▶ **EXTRAIT FOURNI**:
════

D'ailleurs cette nullité relative n'est pas nécessaire pour assurer la protection de l'acheteur, car, si l'on admettait la validité, l'acheteur auquel son vendeur a livré une chose d'autrui trouverait une protection suffisante dans les sanctions habituelles de l'inexécution : « l'exceptio non adipleti contractus » et la résolution. En effet, que le vendeur n'ait rien livré ou qu'il ait livré la chose d'autrui, il se trouve en état d'inexécution, puisqu'il s'était engagé envers l'acheteur non seulement à lui procurer la possession, mais à le rendre propriétaire. Dans ces conditions, si le vendeur le poursuit en payement du prix, l'acheteur peut opposer « l'exception non adipleti contractus »; si l'acheteur veut se faire restituer le prix déjà payé, il pourra agir en résolution.

════

Relevez toutes les propositions introduites par « si » dans l'extrait sur la vente de la chose d'autrui. Les entrées ne servent pas à cette consigne.

▶ **EXTRAITS DES DONNÉES**:
════

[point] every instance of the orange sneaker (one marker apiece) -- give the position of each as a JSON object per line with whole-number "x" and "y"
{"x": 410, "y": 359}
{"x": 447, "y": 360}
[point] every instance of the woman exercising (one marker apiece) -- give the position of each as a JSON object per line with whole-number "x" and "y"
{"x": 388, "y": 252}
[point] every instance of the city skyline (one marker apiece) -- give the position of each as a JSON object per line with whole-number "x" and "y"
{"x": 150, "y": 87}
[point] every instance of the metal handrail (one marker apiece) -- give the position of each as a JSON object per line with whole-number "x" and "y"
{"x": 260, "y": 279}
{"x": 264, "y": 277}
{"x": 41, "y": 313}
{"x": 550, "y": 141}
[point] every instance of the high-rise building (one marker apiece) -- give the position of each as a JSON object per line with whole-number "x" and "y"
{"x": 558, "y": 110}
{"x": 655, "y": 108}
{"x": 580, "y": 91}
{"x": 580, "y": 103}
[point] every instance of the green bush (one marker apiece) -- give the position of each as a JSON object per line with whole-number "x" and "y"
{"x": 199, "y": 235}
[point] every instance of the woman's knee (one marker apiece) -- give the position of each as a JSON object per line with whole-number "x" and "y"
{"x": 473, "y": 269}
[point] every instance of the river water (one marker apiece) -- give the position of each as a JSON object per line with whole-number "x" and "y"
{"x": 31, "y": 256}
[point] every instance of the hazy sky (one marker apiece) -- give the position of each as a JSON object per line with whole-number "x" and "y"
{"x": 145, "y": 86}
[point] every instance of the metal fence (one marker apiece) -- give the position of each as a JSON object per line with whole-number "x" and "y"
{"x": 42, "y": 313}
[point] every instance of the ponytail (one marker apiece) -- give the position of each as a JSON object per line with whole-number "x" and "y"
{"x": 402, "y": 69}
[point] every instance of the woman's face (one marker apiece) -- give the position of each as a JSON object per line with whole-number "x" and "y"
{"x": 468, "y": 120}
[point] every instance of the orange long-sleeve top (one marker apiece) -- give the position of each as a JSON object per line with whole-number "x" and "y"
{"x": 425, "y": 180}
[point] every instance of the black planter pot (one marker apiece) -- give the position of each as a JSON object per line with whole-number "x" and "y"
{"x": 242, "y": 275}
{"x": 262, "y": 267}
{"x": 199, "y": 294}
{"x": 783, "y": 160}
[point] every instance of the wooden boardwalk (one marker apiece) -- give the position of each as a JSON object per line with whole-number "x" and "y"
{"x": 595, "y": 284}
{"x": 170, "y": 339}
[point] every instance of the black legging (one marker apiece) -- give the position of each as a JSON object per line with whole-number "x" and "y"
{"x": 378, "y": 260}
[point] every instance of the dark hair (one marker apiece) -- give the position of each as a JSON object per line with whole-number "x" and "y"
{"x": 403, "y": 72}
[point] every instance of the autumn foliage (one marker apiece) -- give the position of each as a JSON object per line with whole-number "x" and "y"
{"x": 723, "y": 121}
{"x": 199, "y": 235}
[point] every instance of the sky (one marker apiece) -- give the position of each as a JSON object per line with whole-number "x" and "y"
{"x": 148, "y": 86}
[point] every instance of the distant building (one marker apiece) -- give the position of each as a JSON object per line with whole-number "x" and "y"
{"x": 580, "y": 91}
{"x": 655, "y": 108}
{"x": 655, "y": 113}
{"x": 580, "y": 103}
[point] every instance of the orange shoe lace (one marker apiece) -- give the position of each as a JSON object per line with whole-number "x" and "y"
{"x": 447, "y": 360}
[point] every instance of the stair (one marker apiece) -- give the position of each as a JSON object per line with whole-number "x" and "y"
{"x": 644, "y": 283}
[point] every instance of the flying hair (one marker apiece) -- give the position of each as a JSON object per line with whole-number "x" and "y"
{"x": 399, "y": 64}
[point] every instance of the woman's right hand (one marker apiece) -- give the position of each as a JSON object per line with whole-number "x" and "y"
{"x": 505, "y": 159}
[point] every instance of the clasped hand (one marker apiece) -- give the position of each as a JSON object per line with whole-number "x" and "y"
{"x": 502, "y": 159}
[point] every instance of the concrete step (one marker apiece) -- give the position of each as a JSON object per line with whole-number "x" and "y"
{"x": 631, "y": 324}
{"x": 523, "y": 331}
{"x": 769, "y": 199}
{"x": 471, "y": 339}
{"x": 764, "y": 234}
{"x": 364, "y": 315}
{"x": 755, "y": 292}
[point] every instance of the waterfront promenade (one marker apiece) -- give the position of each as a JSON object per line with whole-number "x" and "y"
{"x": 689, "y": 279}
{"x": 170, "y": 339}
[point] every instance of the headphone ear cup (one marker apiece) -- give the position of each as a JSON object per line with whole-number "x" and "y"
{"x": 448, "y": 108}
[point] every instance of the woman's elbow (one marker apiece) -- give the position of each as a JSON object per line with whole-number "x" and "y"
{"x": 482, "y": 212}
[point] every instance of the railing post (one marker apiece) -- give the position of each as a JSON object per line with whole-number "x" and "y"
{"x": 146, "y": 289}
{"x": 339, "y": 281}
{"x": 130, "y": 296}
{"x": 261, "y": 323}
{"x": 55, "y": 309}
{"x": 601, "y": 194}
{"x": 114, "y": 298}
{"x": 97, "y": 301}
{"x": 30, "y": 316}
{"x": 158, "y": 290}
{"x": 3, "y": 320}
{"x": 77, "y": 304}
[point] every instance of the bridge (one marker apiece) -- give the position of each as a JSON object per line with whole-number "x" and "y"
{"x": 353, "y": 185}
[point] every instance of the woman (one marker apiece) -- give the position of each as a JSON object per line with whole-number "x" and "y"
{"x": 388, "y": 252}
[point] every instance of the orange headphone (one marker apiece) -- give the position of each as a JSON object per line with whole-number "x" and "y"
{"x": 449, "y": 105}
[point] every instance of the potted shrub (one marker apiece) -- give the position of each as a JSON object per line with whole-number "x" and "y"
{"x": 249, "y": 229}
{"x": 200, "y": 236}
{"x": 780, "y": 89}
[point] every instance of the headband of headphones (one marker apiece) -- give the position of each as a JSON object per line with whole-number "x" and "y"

════

▶ **RÉPONSE**:
- si l'on admettait la validité
- si le vendeur le poursuit en payement du prix
- si l'acheteur veut se faire restituer le prix déjà payé